Exercise details:
Please copy out the lines of the listing below without any change, from the line holding "sofa armrest, given" through the last line of the listing, with both ends included.

Records for the exercise:
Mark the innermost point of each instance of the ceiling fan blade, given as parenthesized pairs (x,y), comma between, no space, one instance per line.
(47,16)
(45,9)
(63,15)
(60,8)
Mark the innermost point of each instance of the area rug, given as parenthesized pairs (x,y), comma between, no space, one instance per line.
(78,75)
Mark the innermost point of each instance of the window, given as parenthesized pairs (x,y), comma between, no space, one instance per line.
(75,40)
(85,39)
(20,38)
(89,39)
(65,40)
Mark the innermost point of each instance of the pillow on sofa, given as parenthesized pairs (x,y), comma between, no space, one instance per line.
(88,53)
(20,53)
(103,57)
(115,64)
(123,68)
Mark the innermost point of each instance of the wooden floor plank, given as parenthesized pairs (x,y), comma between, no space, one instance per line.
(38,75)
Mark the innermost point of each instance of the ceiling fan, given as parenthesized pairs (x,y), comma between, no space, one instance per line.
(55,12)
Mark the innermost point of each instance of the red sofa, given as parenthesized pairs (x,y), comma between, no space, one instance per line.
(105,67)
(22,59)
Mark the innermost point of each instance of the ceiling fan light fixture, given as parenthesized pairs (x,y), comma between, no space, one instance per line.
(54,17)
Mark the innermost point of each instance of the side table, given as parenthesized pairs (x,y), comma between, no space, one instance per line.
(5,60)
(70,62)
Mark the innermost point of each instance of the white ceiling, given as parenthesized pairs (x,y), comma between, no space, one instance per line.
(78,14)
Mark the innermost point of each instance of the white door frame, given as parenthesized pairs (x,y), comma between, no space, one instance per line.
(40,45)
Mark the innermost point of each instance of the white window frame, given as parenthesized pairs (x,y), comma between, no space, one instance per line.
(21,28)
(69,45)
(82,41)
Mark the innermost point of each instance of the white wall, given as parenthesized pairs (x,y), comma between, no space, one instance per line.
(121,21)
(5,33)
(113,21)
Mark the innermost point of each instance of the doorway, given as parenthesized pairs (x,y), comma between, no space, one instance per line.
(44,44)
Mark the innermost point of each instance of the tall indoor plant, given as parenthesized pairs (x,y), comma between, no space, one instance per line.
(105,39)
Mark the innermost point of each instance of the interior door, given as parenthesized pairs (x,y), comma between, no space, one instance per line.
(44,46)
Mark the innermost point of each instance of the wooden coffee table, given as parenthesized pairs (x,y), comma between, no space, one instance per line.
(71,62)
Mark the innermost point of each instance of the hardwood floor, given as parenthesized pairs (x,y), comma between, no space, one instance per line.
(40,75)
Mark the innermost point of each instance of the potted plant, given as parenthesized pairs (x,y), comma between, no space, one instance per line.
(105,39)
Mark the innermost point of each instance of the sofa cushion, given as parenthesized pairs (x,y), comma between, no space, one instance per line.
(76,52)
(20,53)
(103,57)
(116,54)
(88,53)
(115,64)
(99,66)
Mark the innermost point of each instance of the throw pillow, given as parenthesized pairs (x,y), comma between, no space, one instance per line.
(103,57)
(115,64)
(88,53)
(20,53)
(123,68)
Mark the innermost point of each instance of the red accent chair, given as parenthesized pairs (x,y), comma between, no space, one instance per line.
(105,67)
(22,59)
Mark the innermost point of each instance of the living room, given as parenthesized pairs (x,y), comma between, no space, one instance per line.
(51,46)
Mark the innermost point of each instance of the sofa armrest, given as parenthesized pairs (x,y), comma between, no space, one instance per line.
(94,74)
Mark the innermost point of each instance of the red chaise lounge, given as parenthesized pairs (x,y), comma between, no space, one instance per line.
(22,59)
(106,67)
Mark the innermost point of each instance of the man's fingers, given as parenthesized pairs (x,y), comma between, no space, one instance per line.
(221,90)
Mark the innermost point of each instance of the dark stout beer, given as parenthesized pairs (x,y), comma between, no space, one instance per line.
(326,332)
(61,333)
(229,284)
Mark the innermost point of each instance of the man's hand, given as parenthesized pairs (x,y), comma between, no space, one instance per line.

Answer to this exercise:
Mark the innermost point of each instance of the sofa armrest, given as parenthesized pairs (x,y), comma between, no space, one instance per line.
(94,74)
Mark the innermost point of each instance of the red chaise lounge, given as parenthesized pairs (x,y), comma between, no space, one instance per line.
(22,59)
(106,67)
Mark the innermost point of each instance of the man's fingers, given as parenthesized pairs (x,y), comma between, no space, one instance per line.
(221,90)
Mark the innermost point of each instance of the dark stout beer, given as parenthesized pairs (x,y), comma between, no space, one instance per line.
(326,332)
(61,333)
(229,284)
Mark the innermost point of each instance of the man's hand, given as parenthesized pairs (x,y), comma between, no space, one instance per line.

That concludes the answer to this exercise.